**Goal**: Word for word, repeat the lines of the records from the one containing "Look at the photo above. For every instance of the elderly" through the last line, both included.

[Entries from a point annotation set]
▽

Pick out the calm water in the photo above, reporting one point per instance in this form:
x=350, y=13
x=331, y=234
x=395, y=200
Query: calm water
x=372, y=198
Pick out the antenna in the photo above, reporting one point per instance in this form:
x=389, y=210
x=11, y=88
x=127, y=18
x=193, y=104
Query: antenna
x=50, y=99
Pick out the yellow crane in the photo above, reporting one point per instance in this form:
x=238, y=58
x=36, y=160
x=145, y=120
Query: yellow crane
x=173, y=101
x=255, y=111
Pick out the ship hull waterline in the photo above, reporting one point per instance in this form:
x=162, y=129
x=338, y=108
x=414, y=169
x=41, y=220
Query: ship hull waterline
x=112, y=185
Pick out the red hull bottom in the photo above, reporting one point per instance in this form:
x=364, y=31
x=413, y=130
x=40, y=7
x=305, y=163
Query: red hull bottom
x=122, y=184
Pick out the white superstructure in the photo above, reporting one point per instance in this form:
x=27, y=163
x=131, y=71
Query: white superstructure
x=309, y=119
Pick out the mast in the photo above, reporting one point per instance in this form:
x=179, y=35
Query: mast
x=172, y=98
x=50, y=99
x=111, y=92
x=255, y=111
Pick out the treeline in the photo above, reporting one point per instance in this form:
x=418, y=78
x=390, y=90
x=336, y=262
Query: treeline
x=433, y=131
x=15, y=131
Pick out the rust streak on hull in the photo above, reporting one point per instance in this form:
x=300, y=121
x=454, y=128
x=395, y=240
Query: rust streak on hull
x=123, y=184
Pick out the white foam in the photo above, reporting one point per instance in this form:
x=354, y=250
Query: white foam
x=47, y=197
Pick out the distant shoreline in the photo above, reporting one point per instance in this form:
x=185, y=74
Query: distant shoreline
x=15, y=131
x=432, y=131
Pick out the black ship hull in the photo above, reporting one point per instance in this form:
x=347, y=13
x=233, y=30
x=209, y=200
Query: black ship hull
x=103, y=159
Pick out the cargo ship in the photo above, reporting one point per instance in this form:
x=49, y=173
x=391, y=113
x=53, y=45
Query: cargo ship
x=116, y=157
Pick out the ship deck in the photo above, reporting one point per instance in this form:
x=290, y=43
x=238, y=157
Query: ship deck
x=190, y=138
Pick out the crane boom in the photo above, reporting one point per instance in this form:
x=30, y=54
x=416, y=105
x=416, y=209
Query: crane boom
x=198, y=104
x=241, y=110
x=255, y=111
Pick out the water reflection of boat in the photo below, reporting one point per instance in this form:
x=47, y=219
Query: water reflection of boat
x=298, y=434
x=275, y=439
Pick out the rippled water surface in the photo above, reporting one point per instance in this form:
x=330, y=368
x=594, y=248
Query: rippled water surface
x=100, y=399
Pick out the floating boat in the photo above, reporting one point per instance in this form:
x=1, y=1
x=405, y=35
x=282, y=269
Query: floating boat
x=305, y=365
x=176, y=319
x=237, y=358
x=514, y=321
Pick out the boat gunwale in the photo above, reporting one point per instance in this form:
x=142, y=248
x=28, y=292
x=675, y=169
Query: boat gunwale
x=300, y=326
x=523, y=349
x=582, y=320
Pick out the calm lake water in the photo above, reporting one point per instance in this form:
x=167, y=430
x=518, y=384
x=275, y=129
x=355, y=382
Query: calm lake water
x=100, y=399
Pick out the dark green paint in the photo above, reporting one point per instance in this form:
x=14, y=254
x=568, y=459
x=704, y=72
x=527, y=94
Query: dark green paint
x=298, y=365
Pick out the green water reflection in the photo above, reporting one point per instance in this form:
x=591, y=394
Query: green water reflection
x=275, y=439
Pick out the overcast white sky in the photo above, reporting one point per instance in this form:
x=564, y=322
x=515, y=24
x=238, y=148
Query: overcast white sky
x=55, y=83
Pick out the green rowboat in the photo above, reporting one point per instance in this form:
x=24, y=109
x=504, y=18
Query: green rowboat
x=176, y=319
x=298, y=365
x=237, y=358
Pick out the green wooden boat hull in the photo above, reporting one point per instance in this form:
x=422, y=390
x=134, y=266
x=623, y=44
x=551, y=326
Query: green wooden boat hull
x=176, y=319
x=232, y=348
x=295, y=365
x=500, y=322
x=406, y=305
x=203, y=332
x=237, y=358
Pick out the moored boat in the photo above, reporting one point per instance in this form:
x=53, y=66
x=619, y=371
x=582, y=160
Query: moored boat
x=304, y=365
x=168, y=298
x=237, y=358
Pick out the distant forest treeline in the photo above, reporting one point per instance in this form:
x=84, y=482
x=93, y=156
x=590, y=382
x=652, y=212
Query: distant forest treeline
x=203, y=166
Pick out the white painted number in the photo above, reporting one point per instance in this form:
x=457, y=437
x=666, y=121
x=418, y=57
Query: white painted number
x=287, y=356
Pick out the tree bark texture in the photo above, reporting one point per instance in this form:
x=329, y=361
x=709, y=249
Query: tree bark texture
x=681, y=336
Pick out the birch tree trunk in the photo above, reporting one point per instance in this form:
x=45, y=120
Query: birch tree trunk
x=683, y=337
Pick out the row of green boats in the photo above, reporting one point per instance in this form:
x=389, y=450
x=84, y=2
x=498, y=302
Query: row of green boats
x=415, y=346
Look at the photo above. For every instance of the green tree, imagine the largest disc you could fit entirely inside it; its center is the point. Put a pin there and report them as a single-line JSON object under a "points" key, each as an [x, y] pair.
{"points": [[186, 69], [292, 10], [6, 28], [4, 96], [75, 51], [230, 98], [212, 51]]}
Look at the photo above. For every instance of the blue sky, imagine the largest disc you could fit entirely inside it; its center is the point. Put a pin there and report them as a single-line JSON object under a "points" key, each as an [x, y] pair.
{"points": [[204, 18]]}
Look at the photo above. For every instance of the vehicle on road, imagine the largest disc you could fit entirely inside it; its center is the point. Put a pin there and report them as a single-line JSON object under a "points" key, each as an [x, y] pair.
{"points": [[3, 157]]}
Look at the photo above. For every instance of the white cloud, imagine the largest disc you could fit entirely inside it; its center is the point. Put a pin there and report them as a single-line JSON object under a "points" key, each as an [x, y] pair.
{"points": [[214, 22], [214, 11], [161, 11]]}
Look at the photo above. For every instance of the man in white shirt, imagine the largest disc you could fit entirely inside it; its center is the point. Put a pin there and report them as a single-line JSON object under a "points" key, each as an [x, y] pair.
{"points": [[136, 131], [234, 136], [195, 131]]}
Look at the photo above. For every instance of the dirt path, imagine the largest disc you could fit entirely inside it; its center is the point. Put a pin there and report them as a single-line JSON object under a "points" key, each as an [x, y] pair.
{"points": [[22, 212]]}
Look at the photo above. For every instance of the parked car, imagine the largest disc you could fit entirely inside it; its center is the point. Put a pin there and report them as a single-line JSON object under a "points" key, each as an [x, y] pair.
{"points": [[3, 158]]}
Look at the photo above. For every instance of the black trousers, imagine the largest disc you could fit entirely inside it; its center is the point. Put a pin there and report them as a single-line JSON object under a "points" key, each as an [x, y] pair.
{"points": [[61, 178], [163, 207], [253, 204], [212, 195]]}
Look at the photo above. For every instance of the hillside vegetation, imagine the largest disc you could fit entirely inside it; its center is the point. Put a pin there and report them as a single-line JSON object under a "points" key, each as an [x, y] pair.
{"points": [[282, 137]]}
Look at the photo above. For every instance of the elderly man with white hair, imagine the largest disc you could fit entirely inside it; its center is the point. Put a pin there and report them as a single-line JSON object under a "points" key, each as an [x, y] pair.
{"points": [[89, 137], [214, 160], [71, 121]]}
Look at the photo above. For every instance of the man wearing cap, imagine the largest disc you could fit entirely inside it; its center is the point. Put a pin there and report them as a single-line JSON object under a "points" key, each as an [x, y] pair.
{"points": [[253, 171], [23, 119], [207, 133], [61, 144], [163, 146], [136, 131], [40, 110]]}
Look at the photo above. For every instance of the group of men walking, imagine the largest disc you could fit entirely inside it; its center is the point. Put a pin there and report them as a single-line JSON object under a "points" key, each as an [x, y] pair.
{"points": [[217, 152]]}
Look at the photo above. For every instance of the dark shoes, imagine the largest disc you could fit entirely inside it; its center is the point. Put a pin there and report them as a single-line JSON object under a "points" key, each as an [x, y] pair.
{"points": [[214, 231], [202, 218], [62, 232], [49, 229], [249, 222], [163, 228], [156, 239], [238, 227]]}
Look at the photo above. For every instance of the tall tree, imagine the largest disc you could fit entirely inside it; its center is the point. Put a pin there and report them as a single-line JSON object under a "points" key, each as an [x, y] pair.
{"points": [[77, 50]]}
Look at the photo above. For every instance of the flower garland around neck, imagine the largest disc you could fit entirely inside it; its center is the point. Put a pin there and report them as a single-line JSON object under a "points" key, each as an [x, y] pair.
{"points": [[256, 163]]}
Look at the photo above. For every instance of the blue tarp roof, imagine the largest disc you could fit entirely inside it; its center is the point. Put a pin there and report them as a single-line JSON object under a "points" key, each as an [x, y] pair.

△

**Reply**:
Look at the photo above. For every instance of the elderly man with white hair, imagine the largest disc you could fit entirely inside it; its center is the point. Put a pin there and report them as a single-line JSON object under a "points" key, each as an [x, y] pair.
{"points": [[89, 137], [214, 160], [71, 121]]}
Look at the photo above. For every instance of the man wearing cap, imagine the largest disc you could fit entirely inside it; its center is the point. Put a pin there and report them as a single-line JSON object under a "points" key, each as an [x, y] pair.
{"points": [[253, 171], [23, 119], [207, 133], [61, 144], [163, 146], [136, 131], [40, 110]]}
Look at the photo above. For every instance of the group of men walking, imagine the largest disc you could fit entirely inside it; its center is the point. Put a pin there and report them as a single-line JSON object under a "points" key, each as an [x, y] pair.
{"points": [[217, 152]]}
Look at the photo above. For every instance of the dark shoes, imagine the largest disc you could fit entirely inside it; its center is the point. Put a pin there and report them as a single-line JSON object under a "points" key, each as an [x, y] pair.
{"points": [[214, 231], [202, 218], [62, 232], [49, 229], [249, 222], [163, 228], [156, 239], [238, 227]]}
Look at the photo above. For every instance of the tall tree, imagine the largest disc you could fit entirely inside it; its center is the point. Put a pin there and report them as a single-line JSON object under a "points" key, each as an [x, y] pair.
{"points": [[77, 50]]}
Look at the photo above. For every instance of the flower garland around neck, imagine the largest disc you could fit entirely inside it; its center is the point. Put a pin there and report them as a single-line JSON object under a "points" key, each as an [x, y] pair.
{"points": [[256, 163]]}
Look at the photo above. For every instance of the blue tarp roof, imagine the largest disc you could fit entirely inside it; its center is the point. Put a pin there and report them as a single-line JSON object under a "points" key, each as an [x, y] pair.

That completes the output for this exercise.